*** THE RECORDS ***

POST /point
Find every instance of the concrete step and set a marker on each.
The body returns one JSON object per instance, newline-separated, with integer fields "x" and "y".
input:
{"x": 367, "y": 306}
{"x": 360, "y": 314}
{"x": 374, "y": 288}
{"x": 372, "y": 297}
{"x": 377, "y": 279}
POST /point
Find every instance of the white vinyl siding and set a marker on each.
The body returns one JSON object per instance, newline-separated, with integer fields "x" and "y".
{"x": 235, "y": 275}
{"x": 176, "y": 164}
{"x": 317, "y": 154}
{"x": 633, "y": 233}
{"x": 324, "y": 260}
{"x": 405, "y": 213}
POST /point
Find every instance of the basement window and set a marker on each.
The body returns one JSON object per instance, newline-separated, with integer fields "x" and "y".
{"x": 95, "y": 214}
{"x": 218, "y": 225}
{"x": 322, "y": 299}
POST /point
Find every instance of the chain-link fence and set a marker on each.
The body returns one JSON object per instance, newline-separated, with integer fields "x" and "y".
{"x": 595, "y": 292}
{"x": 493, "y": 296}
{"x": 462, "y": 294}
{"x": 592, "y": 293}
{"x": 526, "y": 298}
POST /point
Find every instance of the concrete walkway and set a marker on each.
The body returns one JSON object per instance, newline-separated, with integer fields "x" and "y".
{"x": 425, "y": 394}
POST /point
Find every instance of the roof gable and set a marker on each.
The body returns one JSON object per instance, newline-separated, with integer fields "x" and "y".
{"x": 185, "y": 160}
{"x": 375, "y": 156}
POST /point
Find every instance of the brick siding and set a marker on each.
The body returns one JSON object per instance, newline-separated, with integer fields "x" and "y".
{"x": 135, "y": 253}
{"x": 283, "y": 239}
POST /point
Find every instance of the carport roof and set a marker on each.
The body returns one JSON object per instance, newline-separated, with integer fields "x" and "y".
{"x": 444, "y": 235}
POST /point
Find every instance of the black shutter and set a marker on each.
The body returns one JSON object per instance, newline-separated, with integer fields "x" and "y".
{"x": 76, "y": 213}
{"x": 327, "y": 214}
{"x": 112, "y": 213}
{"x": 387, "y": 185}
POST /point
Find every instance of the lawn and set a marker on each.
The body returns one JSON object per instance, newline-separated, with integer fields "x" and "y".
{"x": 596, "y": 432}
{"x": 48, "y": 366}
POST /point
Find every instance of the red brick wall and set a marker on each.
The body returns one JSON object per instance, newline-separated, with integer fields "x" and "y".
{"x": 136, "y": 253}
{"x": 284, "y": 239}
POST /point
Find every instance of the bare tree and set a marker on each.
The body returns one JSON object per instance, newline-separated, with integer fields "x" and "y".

*** End of THE RECORDS ***

*EXERCISE DIRECTIONS*.
Print each entry above exactly as given.

*FINISHED EXERCISE*.
POST /point
Find every instance of the concrete step and set a marker on each.
The body returns one JSON object per instance, newline-separated, with integer fields "x" and "y".
input:
{"x": 367, "y": 306}
{"x": 360, "y": 314}
{"x": 374, "y": 288}
{"x": 372, "y": 297}
{"x": 377, "y": 279}
POST /point
Find every instance of the white vinyl siding and set a marker on each.
The body returns one JSON object per instance, newline-separated, with integer fields "x" and "y".
{"x": 235, "y": 275}
{"x": 176, "y": 164}
{"x": 317, "y": 154}
{"x": 633, "y": 233}
{"x": 324, "y": 260}
{"x": 405, "y": 213}
POST /point
Find every instance of the basement window and set a marker on each.
The body returns one JSON object per instance, newline-separated, with integer fields "x" and "y".
{"x": 95, "y": 214}
{"x": 218, "y": 225}
{"x": 322, "y": 299}
POST /point
Find every instance of the chain-link fence and set a marker on each.
The body returns one JSON object per instance, newline-separated, with integer fields "x" and "y".
{"x": 595, "y": 292}
{"x": 493, "y": 296}
{"x": 462, "y": 294}
{"x": 592, "y": 293}
{"x": 526, "y": 298}
POST /point
Find every instance of the concrete walkway and set a marker on each.
The body returns one JSON object per instance, newline-separated, with integer fields "x" and "y".
{"x": 425, "y": 394}
POST /point
Find every instance of the roof gable and set a marker on each.
The body returns one JSON object per instance, newline-separated, with integer fields "x" and "y".
{"x": 185, "y": 160}
{"x": 375, "y": 156}
POST /point
Find every instance of the brick siding and set a marker on each.
The body returns one JSON object per instance, newline-separated, with integer fields "x" and "y".
{"x": 135, "y": 253}
{"x": 283, "y": 239}
POST /point
Find every instance of the carport roof and set a marker on each.
The body returns one JSON object per instance, newline-separated, with integer fields "x" and "y".
{"x": 444, "y": 235}
POST /point
Find every instance of the black shutter and set a marker on each.
The body returns one JSON object per instance, newline-separated, with integer fields "x" and "y".
{"x": 76, "y": 213}
{"x": 327, "y": 214}
{"x": 112, "y": 213}
{"x": 387, "y": 185}
POST /point
Find every instance of the lawn and set a marker on each.
The body returns one JSON object per instance, newline-separated, with integer fields "x" and "y".
{"x": 596, "y": 432}
{"x": 48, "y": 366}
POST /point
Find every instance of the red brick wall and set a marker on each.
The body returns one JSON object per instance, newline-separated, with integer fields "x" and "y".
{"x": 136, "y": 253}
{"x": 284, "y": 239}
POST /point
Find every instance of the bare tree and set a marker on each.
The body returns one JSON object per instance, newline-separated, with integer fields "x" and "y".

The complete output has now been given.